He was, to be sure, a controversial figure, heralded by some and attacked by others for his outspoken views. In particular, virtually every article and obituary about him has discussed a wager that he made with the economist, Julian Simon. It has become known simply as “The Bet.” Missing from nearly every mention is the full background of this wager and why, in many respects, Paul Ehrlich won.

Ehrlich and many other scientists were worried about scarcity because of growing population and consumption. This was best represented by a famous report from the Club of Rome, called Limits to Growth. The basic idea was neo-Malthusian: as a population increases, its consumption needs will at some point exceed the limits of resource production and its consumption impacts will exceed the limits of natural systems.

Simon disputed this theory. An economist who argued that population growth was actually “a triumph for mankind” because it provided more people to solve problems, invent, and create, Simon liked to say that we need not worry about running out of resources because human ingenuity is the ultimate resource that ensures plenty. The basic idea was one of market substitution.  Simon and, for that matter, many mainstream economists argued that the market can solve any problem because scarcity of a valuable resource drives up the price. This creates an incentive for ingenious people to innovate and find solutions. To be sure, there are many examples of this around us. An early plastic known as Bakelite was invented to substitute for the increasingly expensive ivory billiard balls; its invention reduced poaching pressure on elephants.

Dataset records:

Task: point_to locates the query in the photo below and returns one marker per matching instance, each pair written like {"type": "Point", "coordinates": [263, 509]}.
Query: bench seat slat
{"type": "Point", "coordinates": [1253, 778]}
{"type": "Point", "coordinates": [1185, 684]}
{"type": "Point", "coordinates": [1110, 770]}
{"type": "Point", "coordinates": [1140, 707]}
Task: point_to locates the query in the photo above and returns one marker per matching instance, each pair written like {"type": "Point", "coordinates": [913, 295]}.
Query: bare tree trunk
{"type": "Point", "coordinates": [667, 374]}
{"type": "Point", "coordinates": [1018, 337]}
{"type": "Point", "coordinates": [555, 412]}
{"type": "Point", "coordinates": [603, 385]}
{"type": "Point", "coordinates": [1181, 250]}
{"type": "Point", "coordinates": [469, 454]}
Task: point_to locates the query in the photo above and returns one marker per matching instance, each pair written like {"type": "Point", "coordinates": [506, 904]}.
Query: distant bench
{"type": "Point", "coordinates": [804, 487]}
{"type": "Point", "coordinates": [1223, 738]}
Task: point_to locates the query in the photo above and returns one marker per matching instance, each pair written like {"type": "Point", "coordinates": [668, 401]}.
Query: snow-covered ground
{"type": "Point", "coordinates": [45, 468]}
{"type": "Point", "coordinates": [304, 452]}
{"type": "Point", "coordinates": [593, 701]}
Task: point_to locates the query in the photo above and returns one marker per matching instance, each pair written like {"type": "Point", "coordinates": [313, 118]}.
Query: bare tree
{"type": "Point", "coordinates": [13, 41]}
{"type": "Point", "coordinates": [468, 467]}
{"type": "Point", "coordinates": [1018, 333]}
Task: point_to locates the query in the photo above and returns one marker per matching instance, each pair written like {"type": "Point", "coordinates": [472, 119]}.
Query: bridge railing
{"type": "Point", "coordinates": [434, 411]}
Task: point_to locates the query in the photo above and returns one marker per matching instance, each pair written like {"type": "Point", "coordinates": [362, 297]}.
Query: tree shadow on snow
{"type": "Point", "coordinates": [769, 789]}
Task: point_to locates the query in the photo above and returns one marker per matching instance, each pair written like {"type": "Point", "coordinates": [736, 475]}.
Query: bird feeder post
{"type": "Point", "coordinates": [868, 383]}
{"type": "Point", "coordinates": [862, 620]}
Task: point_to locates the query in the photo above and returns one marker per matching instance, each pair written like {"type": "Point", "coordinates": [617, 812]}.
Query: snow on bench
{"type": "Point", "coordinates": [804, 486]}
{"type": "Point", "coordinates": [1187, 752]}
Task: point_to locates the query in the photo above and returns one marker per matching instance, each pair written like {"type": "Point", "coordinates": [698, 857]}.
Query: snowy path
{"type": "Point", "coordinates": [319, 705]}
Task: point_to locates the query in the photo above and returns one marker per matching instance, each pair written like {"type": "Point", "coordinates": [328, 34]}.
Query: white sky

**Instruction**
Reproduce the entire excerpt on the Ehrlich–Simon wager above, word for word.

**Expected answer**
He was, to be sure, a controversial figure, heralded by some and attacked by others for his outspoken views. In particular, virtually every article and obituary about him has discussed a wager that he made with the economist, Julian Simon. It has become known simply as “The Bet.” Missing from nearly every mention is the full background of this wager and why, in many respects, Paul Ehrlich won.

Ehrlich and many other scientists were worried about scarcity because of growing population and consumption. This was best represented by a famous report from the Club of Rome, called Limits to Growth. The basic idea was neo-Malthusian: as a population increases, its consumption needs will at some point exceed the limits of resource production and its consumption impacts will exceed the limits of natural systems.

Simon disputed this theory. An economist who argued that population growth was actually “a triumph for mankind” because it provided more people to solve problems, invent, and create, Simon liked to say that we need not worry about running out of resources because human ingenuity is the ultimate resource that ensures plenty. The basic idea was one of market substitution.  Simon and, for that matter, many mainstream economists argued that the market can solve any problem because scarcity of a valuable resource drives up the price. This creates an incentive for ingenious people to innovate and find solutions. To be sure, there are many examples of this around us. An early plastic known as Bakelite was invented to substitute for the increasingly expensive ivory billiard balls; its invention reduced poaching pressure on elephants.